— Directions for this task —
Give the records again, every one, exactly.

Start of Data in this exercise

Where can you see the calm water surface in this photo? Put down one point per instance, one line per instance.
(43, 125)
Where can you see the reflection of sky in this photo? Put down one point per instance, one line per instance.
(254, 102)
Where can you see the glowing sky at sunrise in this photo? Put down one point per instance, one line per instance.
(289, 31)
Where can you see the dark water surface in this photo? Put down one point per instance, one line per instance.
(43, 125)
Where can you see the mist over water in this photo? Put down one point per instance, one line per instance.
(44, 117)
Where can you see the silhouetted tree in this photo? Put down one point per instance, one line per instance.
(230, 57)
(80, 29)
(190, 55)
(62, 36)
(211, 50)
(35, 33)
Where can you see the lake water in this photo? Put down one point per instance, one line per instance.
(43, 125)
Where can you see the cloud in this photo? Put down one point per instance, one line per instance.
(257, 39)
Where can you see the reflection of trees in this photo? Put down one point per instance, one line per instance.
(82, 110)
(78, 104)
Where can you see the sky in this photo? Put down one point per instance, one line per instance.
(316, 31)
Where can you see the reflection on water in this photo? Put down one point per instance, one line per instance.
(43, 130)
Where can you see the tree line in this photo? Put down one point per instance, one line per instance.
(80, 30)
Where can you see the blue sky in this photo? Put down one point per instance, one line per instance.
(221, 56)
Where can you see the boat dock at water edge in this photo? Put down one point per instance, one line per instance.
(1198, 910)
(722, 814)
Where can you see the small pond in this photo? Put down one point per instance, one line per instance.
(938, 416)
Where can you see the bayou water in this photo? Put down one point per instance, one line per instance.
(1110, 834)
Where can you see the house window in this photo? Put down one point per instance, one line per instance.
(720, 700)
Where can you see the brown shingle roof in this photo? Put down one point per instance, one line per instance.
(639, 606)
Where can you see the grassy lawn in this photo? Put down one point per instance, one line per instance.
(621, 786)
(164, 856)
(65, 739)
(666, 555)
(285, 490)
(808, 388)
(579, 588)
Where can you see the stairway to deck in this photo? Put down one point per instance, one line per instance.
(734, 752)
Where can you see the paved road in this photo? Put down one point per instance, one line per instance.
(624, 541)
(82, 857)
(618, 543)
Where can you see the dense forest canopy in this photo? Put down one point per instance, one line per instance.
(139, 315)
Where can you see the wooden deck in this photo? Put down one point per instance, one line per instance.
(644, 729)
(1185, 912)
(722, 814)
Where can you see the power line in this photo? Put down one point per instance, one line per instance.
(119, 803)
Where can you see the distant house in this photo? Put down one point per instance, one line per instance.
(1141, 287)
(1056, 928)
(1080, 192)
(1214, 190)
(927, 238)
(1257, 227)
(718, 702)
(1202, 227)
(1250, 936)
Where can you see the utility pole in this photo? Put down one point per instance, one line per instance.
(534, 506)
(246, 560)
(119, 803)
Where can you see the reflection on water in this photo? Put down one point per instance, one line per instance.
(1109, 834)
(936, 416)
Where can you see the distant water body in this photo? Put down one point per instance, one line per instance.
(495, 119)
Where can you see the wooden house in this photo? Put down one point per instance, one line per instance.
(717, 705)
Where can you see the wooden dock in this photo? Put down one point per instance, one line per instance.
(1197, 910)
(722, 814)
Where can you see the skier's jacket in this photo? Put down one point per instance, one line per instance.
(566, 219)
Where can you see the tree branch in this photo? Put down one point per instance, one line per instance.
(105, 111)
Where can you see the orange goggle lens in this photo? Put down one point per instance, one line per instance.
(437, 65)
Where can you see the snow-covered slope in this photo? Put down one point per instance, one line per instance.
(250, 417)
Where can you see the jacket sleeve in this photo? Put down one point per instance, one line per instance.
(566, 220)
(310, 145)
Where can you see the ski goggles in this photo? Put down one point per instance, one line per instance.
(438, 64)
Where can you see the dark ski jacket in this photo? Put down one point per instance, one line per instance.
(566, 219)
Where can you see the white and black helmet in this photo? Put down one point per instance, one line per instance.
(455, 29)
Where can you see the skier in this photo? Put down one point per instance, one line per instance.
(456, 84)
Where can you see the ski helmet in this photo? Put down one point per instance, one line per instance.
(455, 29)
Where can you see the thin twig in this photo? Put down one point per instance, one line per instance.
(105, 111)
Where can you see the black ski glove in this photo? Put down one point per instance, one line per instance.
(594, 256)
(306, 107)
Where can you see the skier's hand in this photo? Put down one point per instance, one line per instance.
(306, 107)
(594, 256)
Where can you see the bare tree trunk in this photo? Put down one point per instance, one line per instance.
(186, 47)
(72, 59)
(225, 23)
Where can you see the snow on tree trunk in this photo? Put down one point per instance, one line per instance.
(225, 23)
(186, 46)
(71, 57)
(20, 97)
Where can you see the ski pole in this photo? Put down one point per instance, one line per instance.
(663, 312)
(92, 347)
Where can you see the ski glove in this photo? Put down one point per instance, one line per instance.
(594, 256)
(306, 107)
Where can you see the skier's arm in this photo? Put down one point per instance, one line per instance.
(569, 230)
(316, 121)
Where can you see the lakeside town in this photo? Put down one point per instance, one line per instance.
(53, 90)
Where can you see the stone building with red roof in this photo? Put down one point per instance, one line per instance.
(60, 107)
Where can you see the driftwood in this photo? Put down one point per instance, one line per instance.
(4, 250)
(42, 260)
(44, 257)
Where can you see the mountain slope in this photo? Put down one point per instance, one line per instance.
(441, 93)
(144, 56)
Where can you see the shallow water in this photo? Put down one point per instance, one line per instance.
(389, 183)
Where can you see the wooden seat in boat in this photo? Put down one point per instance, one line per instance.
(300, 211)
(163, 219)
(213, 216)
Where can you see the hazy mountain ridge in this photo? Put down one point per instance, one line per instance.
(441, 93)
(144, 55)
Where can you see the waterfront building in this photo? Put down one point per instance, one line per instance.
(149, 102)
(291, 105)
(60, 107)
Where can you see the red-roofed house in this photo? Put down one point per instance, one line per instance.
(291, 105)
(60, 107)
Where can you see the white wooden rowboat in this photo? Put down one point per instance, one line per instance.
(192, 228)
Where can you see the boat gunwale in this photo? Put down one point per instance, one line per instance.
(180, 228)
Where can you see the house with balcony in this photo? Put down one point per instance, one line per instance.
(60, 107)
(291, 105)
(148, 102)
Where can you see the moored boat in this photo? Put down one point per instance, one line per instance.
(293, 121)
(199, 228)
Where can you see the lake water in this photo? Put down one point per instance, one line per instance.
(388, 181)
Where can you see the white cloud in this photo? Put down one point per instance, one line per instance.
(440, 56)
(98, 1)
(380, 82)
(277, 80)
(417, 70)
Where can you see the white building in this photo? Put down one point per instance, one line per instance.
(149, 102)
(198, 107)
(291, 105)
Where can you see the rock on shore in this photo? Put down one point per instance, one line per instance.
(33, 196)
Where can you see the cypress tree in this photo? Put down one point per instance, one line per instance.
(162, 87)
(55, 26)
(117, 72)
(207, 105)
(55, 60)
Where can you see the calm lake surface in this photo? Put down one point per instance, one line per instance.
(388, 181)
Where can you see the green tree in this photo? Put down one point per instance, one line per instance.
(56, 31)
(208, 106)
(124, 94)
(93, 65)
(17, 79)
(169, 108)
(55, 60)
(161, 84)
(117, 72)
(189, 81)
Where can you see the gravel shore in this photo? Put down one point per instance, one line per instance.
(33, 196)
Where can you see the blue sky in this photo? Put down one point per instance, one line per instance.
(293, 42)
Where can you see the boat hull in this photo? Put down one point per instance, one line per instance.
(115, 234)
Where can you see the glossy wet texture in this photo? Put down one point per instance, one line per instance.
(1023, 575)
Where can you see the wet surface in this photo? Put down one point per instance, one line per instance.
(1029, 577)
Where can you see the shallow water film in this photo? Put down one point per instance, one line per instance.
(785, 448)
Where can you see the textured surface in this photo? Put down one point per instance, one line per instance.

End of Data in this exercise

— Task output —
Where can you see the calm water surface in this photo? Put down one point per instance, one line per instance.
(43, 125)
Where can you see the reflection of sky in this photo? Put down one point per instance, one line per instance.
(254, 102)
Where can you see the glowing sky at sunrise in this photo? Put down one point per instance, one line per instance.
(289, 31)
Where can you see the dark water surface in this photo? Put down one point per instance, one line per instance.
(43, 125)
Where can you see the mist over water in this photo? Put down one point per instance, one line per instance.
(44, 117)
Where can you see the silhouetted tree in this photo? Put down one point per instance, one line per instance.
(230, 57)
(80, 29)
(190, 55)
(62, 36)
(211, 50)
(35, 33)
Where can you see the lake water in this photo? Put down one point per instance, one line per instance.
(43, 125)
Where can you see the cloud in this photo? Put down one point per instance, one line per instance.
(257, 39)
Where can you see the reflection of trees in this photo? Put down one point per instance, one line per instance.
(82, 110)
(78, 104)
Where can you see the sky in this photo? Put down one point per instance, one line per instance.
(316, 31)
Where can you see the reflection on water in this photo? Put down one point per instance, one line per instance.
(43, 130)
Where can you see the tree line in this photo? Put down one point per instance, one line per instance.
(80, 30)
Where can you see the blue sky in this photo? Put down one point per instance, one line per instance.
(221, 56)
Where can you see the boat dock at water edge in this photo? Put down one point per instance, one line per instance.
(1198, 910)
(722, 814)
Where can you see the small pond in this photo? Put down one point per instance, one line per instance.
(938, 416)
Where can you see the bayou water in this photo? Put down one point per instance, one line per instance.
(1110, 834)
Where can you see the house window in this photo? Put down one point per instance, one line per instance.
(720, 700)
Where can you see the brown shingle roof in this photo? Put down one point per instance, one line per instance.
(639, 606)
Where can you see the grassy lawn in this photo? Put down one point per instance, one line per instance.
(621, 786)
(164, 856)
(65, 739)
(666, 555)
(285, 490)
(808, 388)
(579, 588)
Where can you see the stairway to deck in this photo? Put down one point per instance, one line per instance.
(734, 752)
Where can you see the paved road in this photo? Put down one point per instance, one line per instance.
(624, 541)
(82, 857)
(618, 543)
Where can you see the dense forest canopy in this photo? Put down one point per instance, one line per instance.
(139, 315)
Where can you see the wooden deck in this photo? Put down one point per instance, one line per instance.
(644, 729)
(1185, 912)
(722, 814)
Where can you see the power line in this photo? Put down one point per instance, one line per instance.
(119, 803)
Where can you see the distant house in this photo? Put down one point per instance, one line per instance.
(1141, 287)
(1056, 928)
(1080, 192)
(1214, 190)
(927, 238)
(1257, 227)
(718, 702)
(1202, 227)
(1250, 936)
Where can you see the utility pole in this photo? Put down one point per instance, one line per instance.
(534, 506)
(246, 560)
(119, 803)
Where can you see the reflection on water in this photo? Put down one point per instance, one line per instance.
(1109, 834)
(936, 416)
Where can you see the distant water body in this photo? Put down one point per instance, one line per instance.
(495, 119)
Where can you see the wooden house in this photo? Put down one point per instance, one line per instance.
(717, 705)
Where can you see the wooden dock in this photo? Put down one point per instance, one line per instance.
(1197, 910)
(722, 814)
Where can you see the skier's jacket in this photo? Put down one point per instance, one line per instance.
(566, 219)
Where can you see the tree branch in this photo? Put down one point per instance, one line per instance.
(105, 111)
Where can you see the orange goggle lens in this photo? Put down one point per instance, one line per instance.
(437, 65)
Where can you see the snow-covered slope in this photo? Put down one point per instance, one line per instance.
(250, 417)
Where can you see the jacket sleeve in this photo? Put down one point per instance, one line per instance.
(566, 220)
(310, 145)
Where can you see the ski goggles in this photo? Put down one point per instance, one line per instance.
(438, 64)
Where can you see the dark ski jacket in this photo? Put down one point per instance, one line per instance.
(566, 219)
Where can you see the white and black helmet in this photo? Put down one point per instance, one line per instance.
(455, 29)
Where can you see the skier in this photo? Put down one point per instance, one line per instance.
(456, 84)
Where can you see the ski helmet in this photo? Put down one point per instance, one line per instance.
(455, 29)
Where can you see the thin twig in this photo? Put down one point per instance, one line per instance.
(105, 111)
Where can you see the black ski glove in this photo? Put down one point per instance, one line per instance.
(594, 256)
(306, 107)
Where can you see the skier's hand in this photo? Put down one point per instance, one line per instance.
(306, 107)
(594, 256)
Where can you see the bare tree trunk in this photo? Put down one point per instance, one line per instance.
(186, 47)
(72, 59)
(225, 23)
Where can you see the snow on tree trunk in this photo? Put down one point per instance, one line per instance.
(225, 23)
(186, 46)
(71, 57)
(20, 97)
Where can you see the ski pole in this photo? Put down one point per instance, one line per instance.
(663, 312)
(92, 347)
Where can you see the ski glove in this photo? Put down one point per instance, one line per instance.
(594, 256)
(306, 107)
Where can you see the skier's arm in this photo? Put down one point per instance, one line per instance.
(569, 230)
(316, 121)
Where can you see the lakeside town in this photo? Put down one point per instance, one line per instance.
(53, 90)
Where can you see the stone building with red roof in this photo? Put down one point per instance, one line per instance.
(60, 107)
Where can you see the driftwood in this photo? Put down one point per instance, one line per instance.
(4, 250)
(42, 260)
(44, 257)
Where can you see the mountain slope in this photo? Put down one point per instance, one line per instance.
(441, 93)
(144, 56)
Where can you see the shallow water in this photo? Put down one point per instance, one line per instance.
(389, 183)
Where can you see the wooden seat in boat in this photo? Put down one point per instance, one line per instance.
(300, 211)
(163, 219)
(213, 216)
Where can you see the hazy mountain ridge in this photo? Put down one point per instance, one line per instance.
(441, 93)
(144, 55)
Where can you see the waterfront building in this photo? Put down one point per instance, one line per instance.
(149, 102)
(291, 105)
(60, 107)
Where can you see the red-roofed house in this photo? Put down one point per instance, one line per instance.
(291, 105)
(60, 107)
Where can you see the white wooden rowboat in this photo? Put down one point per instance, one line per instance.
(192, 228)
Where can you see the boat gunwale in this photo? Put down one point per instance, one line per instance.
(180, 228)
Where can you see the house with balcony in this photo? Put down one point per instance, one line per instance.
(60, 107)
(291, 105)
(148, 102)
Where can you see the moored boat in this photo? Put down one point per instance, one line per instance.
(293, 121)
(199, 228)
Where can you see the lake water in this photo? Put down one point per instance, one line per instance.
(388, 181)
Where can you see the white cloud in this photo? Put down one point per instance, one line per instance.
(440, 56)
(98, 1)
(380, 82)
(277, 80)
(417, 70)
Where can you see the white building in this photo? Put down one point per instance, one line per instance.
(149, 102)
(198, 107)
(291, 105)
Where can you see the rock on shore in this photo? Put down one point per instance, one line per instance.
(33, 196)
Where can you see the cypress tree in this photo? Put down one point per instance, one line per instance.
(162, 87)
(55, 26)
(117, 72)
(207, 105)
(55, 60)
Where can you see the calm lake surface in this photo? Put down one point per instance, one line per instance.
(388, 181)
Where can you see the green tree in this photo? Put down one point per instance, one line per instance.
(56, 31)
(208, 106)
(124, 94)
(93, 65)
(17, 79)
(169, 108)
(55, 60)
(161, 84)
(117, 72)
(189, 81)
Where can you see the gravel shore in this photo? Put down one point per instance, one line per instance.
(33, 196)
Where can you see the blue sky in this photo? Put down one point per instance, one line per instance.
(293, 42)
Where can you see the boat hull in this photo? Put down one point per instance, one line per instance.
(115, 234)
Where can you see the glossy wet texture in this photo? Put down one point per instance, one line per instance.
(1023, 575)
Where can you see the wet surface in this photo? Put down one point per instance, one line per instance.
(1029, 577)
Where can you see the shallow water film in this photo? Put down one point per instance, one line per instance.
(785, 448)
Where can you see the textured surface in this photo? Put down one point per instance, one line per instance.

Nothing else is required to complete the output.